▸ Data provided:
-------------------------
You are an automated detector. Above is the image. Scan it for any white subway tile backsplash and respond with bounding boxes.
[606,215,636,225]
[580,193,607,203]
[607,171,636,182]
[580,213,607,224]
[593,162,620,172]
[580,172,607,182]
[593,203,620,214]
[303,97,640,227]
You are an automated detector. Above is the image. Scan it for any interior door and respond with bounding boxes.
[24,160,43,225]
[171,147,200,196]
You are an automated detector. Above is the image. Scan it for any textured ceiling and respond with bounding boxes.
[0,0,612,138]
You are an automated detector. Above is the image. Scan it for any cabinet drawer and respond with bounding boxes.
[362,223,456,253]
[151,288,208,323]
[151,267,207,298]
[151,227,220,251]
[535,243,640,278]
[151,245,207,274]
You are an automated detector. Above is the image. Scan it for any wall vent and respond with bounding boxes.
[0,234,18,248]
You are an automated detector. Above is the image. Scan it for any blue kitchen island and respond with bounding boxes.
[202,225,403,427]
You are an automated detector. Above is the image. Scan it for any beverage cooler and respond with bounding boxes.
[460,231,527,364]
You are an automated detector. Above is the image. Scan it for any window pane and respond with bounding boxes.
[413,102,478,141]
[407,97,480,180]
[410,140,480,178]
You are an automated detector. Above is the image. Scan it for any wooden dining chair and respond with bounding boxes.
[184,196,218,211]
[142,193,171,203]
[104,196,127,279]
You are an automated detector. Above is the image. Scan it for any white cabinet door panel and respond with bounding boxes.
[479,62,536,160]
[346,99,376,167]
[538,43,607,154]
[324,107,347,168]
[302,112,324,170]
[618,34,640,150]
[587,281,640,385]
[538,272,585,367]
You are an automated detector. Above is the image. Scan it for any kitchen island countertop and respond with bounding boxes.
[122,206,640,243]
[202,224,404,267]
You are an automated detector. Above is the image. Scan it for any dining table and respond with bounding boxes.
-------------------------
▸ Problem requirements:
Switch "automated detector" to "object detector" throughout the items above, and write out all of their lines again with nothing else changed.

▸ Correct answer:
You are an object detector. Above is the image. Scan it for any white subway tile backsplash and respond with bounding boxes.
[606,215,636,225]
[580,193,607,203]
[607,171,636,182]
[580,213,607,224]
[593,162,620,172]
[580,172,607,182]
[593,203,620,214]
[303,97,640,227]
You are an object detector. Above is the image. Scan it for any interior door and respond with bounding boxes.
[24,160,43,225]
[171,147,200,196]
You are an object detector. Above is the image. Scan it for any textured ceiling and respond with bounding boxes.
[0,0,612,138]
You are an object detector. Above is the image. Scan it for any cabinet drawer and respond with bounding boxes.
[362,223,456,253]
[151,288,208,323]
[151,267,207,298]
[151,227,220,251]
[535,243,640,278]
[151,245,207,274]
You are an object detector. Above is the image. Scan it for any wall vent and respond with bounding boxes.
[0,234,18,248]
You are an object detector. Above is the image. Scan it for any blue kitchen island and respond with bounding boxes.
[202,225,403,427]
You are an object detector. Above is the image. Scan it for any beverage cooler and respond with bounding boxes.
[460,231,527,364]
You are an object detector. Above is the image. Scan it for any window pane and respond with bounding boxes.
[413,102,478,141]
[407,97,480,180]
[410,140,480,178]
You are an object detector. Above is the image. Scan it for any wooden dining chair and respond with bounding boxes.
[184,196,218,211]
[142,193,171,203]
[104,196,127,279]
You are an object detector. Above is the image. Scan it for any white cabinet door panel and respond with bounding boxes.
[479,62,536,160]
[346,99,376,167]
[538,43,607,154]
[324,107,347,168]
[302,112,324,170]
[618,34,640,150]
[587,281,640,385]
[538,272,585,367]
You are an object detector. Above is the image. Scan it for any kitchen island countertop and respond with bounding boxes.
[122,206,640,243]
[202,224,404,267]
You are an object detector. Above is the image. Scan it for any dining table and respond with bounding boxes.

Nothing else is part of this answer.